正文部分:
动机、参考资料、涉及内容

为了阅读 fairscale 源码, 涉及到 torch.distributed 模块, DP/DDP/FSDP/Pipe/Tensor Parallel 这些上层技术都用到了这些基础设施 (例如通信原语), 本文只涉及这些基础设施. 这些接口的含义似乎大体都类似于 MPI/OpenMP

这里额外收录一些关于分布式训练的资料:

  • https://www.cnblogs.com/rossiXYZ/p/15815013.html
  • https://lilianweng.github.io/posts/2021-09-25-train-large/

关于 Pytorch FSDP:

  • (2021/07/15)FairSeq早期实现的版本的介绍博客:https://engineering.fb.com/2021/07/15/open-source/fsdp/
  • (2022/03/14)Pytorch在1.11版本引入FSDP的博客:https://pytorch.org/blog/introducing-pytorch-fully-sharded-data-parallel-api/
  • Pytorch的tutorial
    • 入门:https://pytorch.org/tutorials/intermediate/FSDP_tutorial.html
    • 进阶:https://pytorch.org/tutorials/intermediate/FSDP_adavnced_tutorial.html

APIs

  • process_group
# 初始化默认的 process_group, 必须写在程序开头
os.environ['MASTER_ADDR'] = 'localhost'
os.environ['MASTER_PORT'] = '12355'
dist.init_process_group("nccl", rank=rank, world_size=world_size)

坐标标注数据:
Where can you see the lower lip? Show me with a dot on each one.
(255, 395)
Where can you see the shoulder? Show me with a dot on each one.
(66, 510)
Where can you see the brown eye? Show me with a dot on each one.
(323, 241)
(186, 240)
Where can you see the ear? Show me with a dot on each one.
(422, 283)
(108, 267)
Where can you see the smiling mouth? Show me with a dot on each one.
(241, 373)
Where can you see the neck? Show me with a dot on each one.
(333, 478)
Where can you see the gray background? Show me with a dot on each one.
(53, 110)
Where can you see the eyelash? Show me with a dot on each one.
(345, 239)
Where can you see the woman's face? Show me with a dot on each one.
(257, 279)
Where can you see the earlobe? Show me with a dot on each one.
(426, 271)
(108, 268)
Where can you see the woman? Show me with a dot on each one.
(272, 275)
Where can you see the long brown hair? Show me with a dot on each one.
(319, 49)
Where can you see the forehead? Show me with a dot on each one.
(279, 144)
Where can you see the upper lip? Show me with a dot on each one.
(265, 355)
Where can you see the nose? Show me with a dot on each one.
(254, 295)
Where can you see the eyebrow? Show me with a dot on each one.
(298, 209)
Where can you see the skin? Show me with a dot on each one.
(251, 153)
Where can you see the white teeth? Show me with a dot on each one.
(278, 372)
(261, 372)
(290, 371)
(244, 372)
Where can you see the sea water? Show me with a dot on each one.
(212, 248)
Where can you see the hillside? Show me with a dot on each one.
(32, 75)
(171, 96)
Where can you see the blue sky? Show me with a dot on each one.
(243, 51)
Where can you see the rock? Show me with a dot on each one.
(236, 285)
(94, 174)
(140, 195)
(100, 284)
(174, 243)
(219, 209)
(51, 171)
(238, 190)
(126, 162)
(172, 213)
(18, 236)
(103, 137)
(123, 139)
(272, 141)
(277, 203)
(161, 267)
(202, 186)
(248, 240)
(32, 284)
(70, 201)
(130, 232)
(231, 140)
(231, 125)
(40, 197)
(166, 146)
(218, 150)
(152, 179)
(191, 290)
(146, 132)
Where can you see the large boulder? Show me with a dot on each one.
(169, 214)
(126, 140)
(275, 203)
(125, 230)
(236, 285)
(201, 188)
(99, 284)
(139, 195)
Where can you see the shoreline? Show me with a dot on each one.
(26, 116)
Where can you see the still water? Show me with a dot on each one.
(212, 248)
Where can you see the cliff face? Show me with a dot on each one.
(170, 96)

必做事项:
**1)** 这篇 torch.distributed 笔记说，初始化默认 process_group 的代码必须写在程序的什么位置？
**2)** 用两句话概括这篇 torch.distributed 笔记。

参考解答:
**1)** 必须写在程序开头。

**2)** 为了阅读 fairscale 源码，笔记只讨论 torch.distributed 模块中的基础设施（例如通信原语），DP、DDP、FSDP、Pipe、Tensor Parallel 等上层技术都用到了这些设施。笔记还收录了分布式训练和 PyTorch FSDP 的相关资料，并给出在程序开头用 nccl 初始化默认 process_group 的代码。